GOAL
Reproduce every one of the lines below word for word, without changing anything.

SOURCE MATERIAL
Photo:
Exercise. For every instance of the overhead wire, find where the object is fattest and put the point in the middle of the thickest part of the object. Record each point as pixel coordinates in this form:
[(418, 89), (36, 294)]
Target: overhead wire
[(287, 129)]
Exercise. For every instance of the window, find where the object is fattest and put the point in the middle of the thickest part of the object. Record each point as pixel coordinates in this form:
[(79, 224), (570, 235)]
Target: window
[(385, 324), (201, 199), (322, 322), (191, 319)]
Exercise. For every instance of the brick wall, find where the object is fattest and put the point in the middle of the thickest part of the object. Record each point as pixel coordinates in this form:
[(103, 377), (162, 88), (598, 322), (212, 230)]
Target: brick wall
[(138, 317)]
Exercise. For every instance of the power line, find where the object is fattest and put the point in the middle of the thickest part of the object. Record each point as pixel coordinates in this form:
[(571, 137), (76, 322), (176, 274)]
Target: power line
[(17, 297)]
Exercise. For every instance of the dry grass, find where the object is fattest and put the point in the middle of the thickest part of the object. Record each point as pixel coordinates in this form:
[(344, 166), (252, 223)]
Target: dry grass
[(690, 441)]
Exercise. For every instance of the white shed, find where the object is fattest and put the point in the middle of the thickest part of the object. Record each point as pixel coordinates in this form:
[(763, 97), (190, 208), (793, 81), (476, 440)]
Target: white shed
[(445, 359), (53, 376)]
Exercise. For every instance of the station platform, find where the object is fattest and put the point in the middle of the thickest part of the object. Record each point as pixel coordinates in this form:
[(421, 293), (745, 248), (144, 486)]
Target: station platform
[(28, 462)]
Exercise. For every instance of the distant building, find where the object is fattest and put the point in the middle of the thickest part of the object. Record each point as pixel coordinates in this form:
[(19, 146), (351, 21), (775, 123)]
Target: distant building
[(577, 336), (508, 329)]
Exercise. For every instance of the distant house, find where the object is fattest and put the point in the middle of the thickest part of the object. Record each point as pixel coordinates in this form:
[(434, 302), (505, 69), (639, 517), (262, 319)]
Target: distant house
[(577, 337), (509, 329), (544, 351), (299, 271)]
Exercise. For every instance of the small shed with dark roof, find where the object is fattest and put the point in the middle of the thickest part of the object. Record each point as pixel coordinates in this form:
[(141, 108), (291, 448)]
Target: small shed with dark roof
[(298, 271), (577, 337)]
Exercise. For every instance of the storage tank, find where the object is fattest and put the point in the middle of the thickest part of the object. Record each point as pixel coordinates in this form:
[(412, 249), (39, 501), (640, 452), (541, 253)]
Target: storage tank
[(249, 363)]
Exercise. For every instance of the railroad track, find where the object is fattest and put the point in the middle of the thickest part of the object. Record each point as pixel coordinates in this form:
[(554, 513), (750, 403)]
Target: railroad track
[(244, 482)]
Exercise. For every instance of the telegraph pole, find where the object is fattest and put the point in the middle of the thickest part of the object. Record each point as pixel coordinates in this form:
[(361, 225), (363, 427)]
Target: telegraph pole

OUTPUT FOR THIS TASK
Photo:
Exercise. For every instance of the overhead wire, find where the object is fattest and put the point in the middle of the thickest part of the object. Record each point as pixel coordinates in this form:
[(418, 89), (36, 294)]
Target: overhead wire
[(287, 129)]
Exercise. For every instance of the window, find where the object is fattest and put the point in the middle of the thickest part of the object. Record each point as pixel coordinates in this form:
[(79, 224), (570, 235)]
Target: window
[(385, 324), (201, 199), (322, 322), (191, 319)]
Exercise. For every instance of the brick wall, find where the object is fattest and put the point in the middle of the thickest part of the object. Record each point as pixel coordinates in this form:
[(103, 377), (162, 88), (598, 322), (212, 230)]
Target: brick wall
[(138, 317)]
Exercise. For every instance of the power line, find where the object is fattest and put the point in the middle of the thickest part of the object. Record each point as pixel coordinates in this form:
[(571, 137), (76, 322), (176, 274)]
Target: power line
[(17, 297)]
Exercise. For every instance of the dry grass, find where the object is fattest and put the point in the middle of the thickest part of the object. Record each point as pixel coordinates in this form:
[(344, 166), (252, 223)]
Target: dry grass
[(690, 441)]
Exercise. For every instance of the white shed, find where the object is fattest and put the point in the middle of the thickest part of the object. Record each point as pixel coordinates in this form:
[(763, 97), (190, 208), (793, 81), (476, 440)]
Target: white shed
[(445, 359), (53, 376)]
Exercise. For every instance of the station platform, find where the object is fattest and put the point in the middle of the thickest part of the object. Record each point as pixel coordinates in this form:
[(421, 293), (745, 248), (144, 486)]
Target: station platform
[(28, 462)]
Exercise. For every instance of the distant building, find where the object is fattest and put the point in the middle of the thickest part of the object. Record each point as pixel coordinates in this form:
[(19, 146), (351, 21), (775, 123)]
Target: distant building
[(577, 336), (508, 329)]
Exercise. For every instance of the distant house, find where the object is fattest and put the point in the middle of the thickest part of the object. Record each point as pixel coordinates in this form:
[(434, 302), (505, 69), (639, 517), (262, 319)]
Target: distant house
[(577, 337), (509, 329), (544, 351), (299, 271)]
Exercise. For every instance of the small shed with dark roof, find where the object is fattest and put the point in the middle of the thickest part of the object. Record each point as pixel coordinates in this form:
[(141, 108), (291, 448)]
Target: small shed with dark roof
[(298, 271), (577, 337)]
Exercise. For every instance of the storage tank, find where the object is fattest and put the point in the middle of the thickest part of the object. Record each point as pixel coordinates in this form:
[(412, 249), (39, 501), (640, 452), (541, 253)]
Target: storage tank
[(249, 363)]
Exercise. For every instance of the railroad track, find where the object is fattest and put the point in the middle of the thickest part of the object. Record each point as pixel coordinates in this form:
[(554, 513), (750, 403)]
Target: railroad track
[(244, 482)]
Exercise. For every instance of the telegraph pole, find where the object is fattest and put the point in the middle of the thickest part of the object. Record each point as pixel coordinates in this form:
[(361, 225), (363, 427)]
Target: telegraph pole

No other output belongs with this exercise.